Excerpts from point annotation data:
........
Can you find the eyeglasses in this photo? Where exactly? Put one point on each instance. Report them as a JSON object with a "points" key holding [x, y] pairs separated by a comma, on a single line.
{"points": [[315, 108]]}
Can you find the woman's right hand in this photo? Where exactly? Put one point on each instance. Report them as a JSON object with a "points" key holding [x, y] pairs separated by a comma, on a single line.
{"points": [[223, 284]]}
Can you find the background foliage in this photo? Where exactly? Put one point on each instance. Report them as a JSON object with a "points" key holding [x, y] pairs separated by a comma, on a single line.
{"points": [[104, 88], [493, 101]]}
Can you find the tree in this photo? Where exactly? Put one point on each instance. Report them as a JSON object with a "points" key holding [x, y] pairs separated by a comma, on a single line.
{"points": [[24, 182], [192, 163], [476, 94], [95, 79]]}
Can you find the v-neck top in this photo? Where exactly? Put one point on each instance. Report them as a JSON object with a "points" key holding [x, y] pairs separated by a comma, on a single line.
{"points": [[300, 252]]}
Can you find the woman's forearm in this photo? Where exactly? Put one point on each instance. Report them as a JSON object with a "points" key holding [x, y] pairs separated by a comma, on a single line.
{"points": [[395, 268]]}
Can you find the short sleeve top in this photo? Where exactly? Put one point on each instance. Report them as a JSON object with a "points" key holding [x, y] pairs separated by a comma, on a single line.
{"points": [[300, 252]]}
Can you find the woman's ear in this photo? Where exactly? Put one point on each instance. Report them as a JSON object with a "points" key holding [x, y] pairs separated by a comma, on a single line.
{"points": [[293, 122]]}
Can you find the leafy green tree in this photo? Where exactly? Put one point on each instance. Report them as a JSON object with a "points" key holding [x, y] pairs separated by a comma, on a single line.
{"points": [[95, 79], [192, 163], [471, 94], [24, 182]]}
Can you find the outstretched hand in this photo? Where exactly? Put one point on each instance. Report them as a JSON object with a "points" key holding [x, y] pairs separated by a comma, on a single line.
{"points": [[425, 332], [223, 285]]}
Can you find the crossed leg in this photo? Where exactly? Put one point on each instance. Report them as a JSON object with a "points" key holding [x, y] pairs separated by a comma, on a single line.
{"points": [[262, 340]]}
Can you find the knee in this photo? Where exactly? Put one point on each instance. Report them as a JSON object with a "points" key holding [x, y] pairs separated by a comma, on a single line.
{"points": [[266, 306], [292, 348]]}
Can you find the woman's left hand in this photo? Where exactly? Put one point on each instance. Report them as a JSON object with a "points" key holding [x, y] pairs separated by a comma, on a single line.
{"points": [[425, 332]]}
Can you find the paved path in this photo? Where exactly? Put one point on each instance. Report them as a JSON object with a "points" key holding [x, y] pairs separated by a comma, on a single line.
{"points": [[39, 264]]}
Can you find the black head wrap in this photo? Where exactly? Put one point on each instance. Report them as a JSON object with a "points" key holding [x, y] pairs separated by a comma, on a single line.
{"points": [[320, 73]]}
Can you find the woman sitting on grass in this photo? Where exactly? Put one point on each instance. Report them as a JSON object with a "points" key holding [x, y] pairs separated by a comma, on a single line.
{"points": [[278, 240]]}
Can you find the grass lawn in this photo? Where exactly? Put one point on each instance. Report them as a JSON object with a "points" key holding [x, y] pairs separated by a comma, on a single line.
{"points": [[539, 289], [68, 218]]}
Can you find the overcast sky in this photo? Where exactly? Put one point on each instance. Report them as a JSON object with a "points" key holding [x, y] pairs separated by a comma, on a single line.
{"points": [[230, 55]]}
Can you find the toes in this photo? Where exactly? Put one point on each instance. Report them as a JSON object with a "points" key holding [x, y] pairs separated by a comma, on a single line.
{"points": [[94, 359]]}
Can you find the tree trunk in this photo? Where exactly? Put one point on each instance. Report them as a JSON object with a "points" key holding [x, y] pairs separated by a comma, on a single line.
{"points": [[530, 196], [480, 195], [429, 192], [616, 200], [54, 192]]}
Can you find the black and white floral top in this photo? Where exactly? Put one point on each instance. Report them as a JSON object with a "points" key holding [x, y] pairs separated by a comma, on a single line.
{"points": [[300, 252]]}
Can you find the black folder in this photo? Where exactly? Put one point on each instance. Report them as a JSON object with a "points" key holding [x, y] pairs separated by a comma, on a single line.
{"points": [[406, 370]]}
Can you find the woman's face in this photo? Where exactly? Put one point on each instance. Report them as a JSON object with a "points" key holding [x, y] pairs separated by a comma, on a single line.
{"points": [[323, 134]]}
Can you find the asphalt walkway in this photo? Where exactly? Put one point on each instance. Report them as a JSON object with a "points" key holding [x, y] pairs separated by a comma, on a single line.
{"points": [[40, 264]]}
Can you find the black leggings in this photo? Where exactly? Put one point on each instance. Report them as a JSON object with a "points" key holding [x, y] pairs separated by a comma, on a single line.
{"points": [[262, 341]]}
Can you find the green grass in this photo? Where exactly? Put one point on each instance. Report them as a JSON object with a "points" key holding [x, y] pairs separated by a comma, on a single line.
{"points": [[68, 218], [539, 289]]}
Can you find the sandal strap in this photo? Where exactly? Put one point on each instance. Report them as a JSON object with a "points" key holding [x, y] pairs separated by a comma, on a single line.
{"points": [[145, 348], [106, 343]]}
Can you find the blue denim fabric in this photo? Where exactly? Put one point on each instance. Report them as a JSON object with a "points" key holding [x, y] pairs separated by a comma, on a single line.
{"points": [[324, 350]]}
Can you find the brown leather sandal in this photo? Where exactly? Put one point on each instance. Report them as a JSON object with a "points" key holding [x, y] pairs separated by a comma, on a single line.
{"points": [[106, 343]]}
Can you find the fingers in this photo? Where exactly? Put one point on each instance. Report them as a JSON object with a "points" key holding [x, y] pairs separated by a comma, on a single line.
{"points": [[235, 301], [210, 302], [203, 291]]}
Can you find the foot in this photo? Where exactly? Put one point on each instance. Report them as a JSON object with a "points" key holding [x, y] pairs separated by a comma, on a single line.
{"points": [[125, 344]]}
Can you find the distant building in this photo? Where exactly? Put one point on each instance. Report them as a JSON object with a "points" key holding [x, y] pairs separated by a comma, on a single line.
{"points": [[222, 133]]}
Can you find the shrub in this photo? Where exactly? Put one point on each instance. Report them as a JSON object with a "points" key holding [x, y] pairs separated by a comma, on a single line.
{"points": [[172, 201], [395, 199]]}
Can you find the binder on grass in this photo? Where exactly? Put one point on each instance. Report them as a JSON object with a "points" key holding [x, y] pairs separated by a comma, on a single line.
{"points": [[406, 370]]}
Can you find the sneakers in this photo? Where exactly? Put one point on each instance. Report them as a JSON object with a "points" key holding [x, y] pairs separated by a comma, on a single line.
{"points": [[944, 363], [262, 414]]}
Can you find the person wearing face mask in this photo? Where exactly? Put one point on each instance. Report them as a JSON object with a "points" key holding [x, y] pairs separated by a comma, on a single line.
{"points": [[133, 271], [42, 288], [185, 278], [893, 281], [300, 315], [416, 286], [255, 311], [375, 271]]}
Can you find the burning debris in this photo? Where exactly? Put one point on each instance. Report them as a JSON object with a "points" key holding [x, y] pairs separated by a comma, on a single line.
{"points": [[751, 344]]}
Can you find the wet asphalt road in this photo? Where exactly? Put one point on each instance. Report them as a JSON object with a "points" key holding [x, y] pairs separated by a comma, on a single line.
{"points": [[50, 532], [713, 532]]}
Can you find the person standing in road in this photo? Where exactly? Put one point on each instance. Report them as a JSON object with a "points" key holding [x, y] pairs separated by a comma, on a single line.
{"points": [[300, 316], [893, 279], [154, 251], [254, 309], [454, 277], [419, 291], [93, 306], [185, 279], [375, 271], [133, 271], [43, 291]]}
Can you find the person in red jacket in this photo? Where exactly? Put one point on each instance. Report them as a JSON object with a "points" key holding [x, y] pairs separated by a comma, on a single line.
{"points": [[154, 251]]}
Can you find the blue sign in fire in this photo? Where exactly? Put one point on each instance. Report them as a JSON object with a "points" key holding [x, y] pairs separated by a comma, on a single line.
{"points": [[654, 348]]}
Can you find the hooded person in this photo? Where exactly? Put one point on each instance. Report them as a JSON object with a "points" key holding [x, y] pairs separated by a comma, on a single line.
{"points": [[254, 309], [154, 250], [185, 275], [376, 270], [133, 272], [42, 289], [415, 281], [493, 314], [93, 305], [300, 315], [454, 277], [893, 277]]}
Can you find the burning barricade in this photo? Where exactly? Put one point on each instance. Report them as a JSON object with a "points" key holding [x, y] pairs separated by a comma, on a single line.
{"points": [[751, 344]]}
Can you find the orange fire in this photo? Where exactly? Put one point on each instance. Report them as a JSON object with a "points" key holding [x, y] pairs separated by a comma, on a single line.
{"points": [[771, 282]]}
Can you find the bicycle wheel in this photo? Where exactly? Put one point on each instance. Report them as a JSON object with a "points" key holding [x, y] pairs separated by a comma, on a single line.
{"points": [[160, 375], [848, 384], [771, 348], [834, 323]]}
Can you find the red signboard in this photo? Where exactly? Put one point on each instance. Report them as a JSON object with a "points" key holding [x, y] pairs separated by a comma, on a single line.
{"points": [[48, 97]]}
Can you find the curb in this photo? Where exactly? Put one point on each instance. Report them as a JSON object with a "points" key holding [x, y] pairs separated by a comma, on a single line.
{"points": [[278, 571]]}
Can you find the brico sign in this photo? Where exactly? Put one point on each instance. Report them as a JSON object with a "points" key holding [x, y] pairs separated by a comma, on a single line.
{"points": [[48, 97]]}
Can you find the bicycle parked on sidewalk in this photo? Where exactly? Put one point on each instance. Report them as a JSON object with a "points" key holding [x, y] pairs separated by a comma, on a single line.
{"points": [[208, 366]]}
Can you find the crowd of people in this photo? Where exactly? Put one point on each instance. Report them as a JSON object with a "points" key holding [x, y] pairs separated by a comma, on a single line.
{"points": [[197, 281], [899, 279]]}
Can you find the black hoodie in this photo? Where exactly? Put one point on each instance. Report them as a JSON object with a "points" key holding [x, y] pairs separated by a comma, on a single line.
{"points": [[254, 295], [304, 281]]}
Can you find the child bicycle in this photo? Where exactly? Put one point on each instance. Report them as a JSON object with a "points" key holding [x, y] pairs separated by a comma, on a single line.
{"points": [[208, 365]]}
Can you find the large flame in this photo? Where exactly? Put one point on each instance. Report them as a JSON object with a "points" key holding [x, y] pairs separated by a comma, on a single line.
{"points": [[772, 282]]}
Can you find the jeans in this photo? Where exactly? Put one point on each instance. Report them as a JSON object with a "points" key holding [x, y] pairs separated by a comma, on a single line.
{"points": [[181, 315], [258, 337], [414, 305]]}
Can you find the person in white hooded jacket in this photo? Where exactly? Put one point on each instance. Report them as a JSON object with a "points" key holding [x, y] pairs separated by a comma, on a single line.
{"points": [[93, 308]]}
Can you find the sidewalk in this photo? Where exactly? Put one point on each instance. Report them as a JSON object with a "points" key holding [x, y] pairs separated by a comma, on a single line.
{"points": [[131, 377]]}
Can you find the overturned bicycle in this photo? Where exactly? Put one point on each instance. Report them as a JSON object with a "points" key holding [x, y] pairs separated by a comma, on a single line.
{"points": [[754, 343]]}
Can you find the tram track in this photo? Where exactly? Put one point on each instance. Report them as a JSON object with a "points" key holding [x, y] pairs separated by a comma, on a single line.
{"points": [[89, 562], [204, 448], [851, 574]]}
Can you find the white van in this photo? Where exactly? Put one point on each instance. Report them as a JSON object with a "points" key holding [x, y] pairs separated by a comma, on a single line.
........
-- Task to complete --
Return exactly the lines of the data, and only those, from the line with "Can you find the overturned" through the last line, inclusive.

-- Written solution --
Can you find the overturned bicycle in this photo? Where exactly? Put one point on each instance. Report them as a JSON object with a "points" key holding [x, y] pairs separated by a comma, on a single line.
{"points": [[754, 343]]}
Can you find the tram track in this photo? Where exactly? Put one point on each instance. Report them as a JSON object with a "points" key holding [x, y] pairs separated by a comma, on a single line.
{"points": [[89, 562], [204, 448], [851, 574]]}
Can you find the white van in this photo? Where exactly? Put one point on each instance. Report them as a JSON object with a "points" key holding [x, y] pairs separated by a comma, on a single line.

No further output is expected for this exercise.